##### Source passage #####

Caution: Safeguards may appear more robust than they are
When public authorities collect and process personal data, they interfere with people’s fundamental rights and freedoms. For such interferences to be deemed lawful by European Courts, they need to be limited to what is necessary in a democratic society and subject to effective review by a court or an independent administrative body. So far, so clear. Yet, what does this mean in actual practice? European and national lawmakers often grapple with this question when they draft or amend security and surveillance legislation.
At a time when the European security architecture is evolving, and when national lawmakers must pay greater attention to an evolving set of common standards and safeguards to prevent disproportionate government access to data, it is essential to shed critical light on their implementation in actual practice. This post attempts to do this by examining the EU PNR Directive and the German legal framework on bulk collection. As different as these frameworks for untargeted surveillance are, they both include provisions that seek to prevent disproportionate government access and to ensure effective and independent review of data collection and subsequent data processing. This post tells a cautionary tale of good and less good attempts at meeting these important objectives by honing in on a few exemplary provisions and by discussing corresponding court findings thereon.
The good news
Lawmakers deciding over the general competence of public authorities to use untargeted surveillance instruments and the design of 21st-century oversight and accountability mechanisms can find a wealth of guidance in recent jurisprudence of the Court of Justice of the EU (CJEU) and the European Court of Human Rights (ECtHR), as well as landmark judgments by national courts. This evolving case law now provides a far more granular articulation of permissible objectives and common safeguards against executive overreach. In turn, this allows for clearer orientation and should facilitate lawmakers’ delicate calibration of rights and interests.
Constant challenges
Caution is still needed, however, because the grown European repository does not prescribe specific practices. Rightly, this remains the responsibility of legislatures across Europe. When lawmakers take on the difficult task to refine and expand existing oversight and accountability mechanisms in accordance with the repository, the challenge remains that such mechanisms need to be adequately resourced, practised and (re-)evaluated. Else, practice on the ground stands no chance to approximate the rules on the books. Furthermore, lawmakers enjoy substantial room for manoeuvre when implementing specific aspects of the repository. This, too, can bear several risks: As judgments typically proclaim only minimal standards, additional guardrails may be needed to ensure an independent and effective review of the use of fast-evolving technology. Moreover, lawmakers can avail themselves of too much constructive ambiguity in the drafting process: They might use vague language that, while conveying adherence to a certain safeguard, leaves practitioners too much leeway to pay only lip service to a particular requirement. As some examples discussed below show, a mere gestural implementation of the European repository runs counter to its overall objective.

##### Given data #####

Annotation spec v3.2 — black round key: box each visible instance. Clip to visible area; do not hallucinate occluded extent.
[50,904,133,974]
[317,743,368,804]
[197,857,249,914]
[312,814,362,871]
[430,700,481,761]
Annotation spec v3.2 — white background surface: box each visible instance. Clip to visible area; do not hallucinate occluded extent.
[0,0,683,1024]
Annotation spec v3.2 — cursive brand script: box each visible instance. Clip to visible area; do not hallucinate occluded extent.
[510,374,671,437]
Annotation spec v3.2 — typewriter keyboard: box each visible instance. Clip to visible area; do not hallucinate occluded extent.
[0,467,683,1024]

#####
##### Given data #####

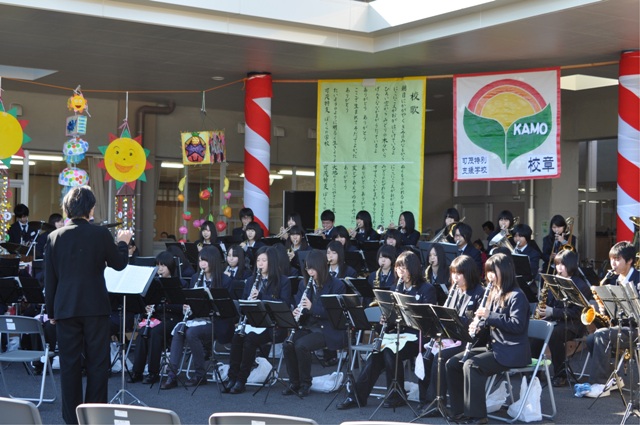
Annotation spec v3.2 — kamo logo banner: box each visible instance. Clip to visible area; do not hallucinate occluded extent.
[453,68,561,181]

#####

Task:
Output the passage on surveillance safeguards verbatim, from "The good news" up to and including "rights and interests.".

Final result:
The good news
Lawmakers deciding over the general competence of public authorities to use untargeted surveillance instruments and the design of 21st-century oversight and accountability mechanisms can find a wealth of guidance in recent jurisprudence of the Court of Justice of the EU (CJEU) and the European Court of Human Rights (ECtHR), as well as landmark judgments by national courts. This evolving case law now provides a far more granular articulation of permissible objectives and common safeguards against executive overreach. In turn, this allows for clearer orientation and should facilitate lawmakers’ delicate calibration of rights and interests.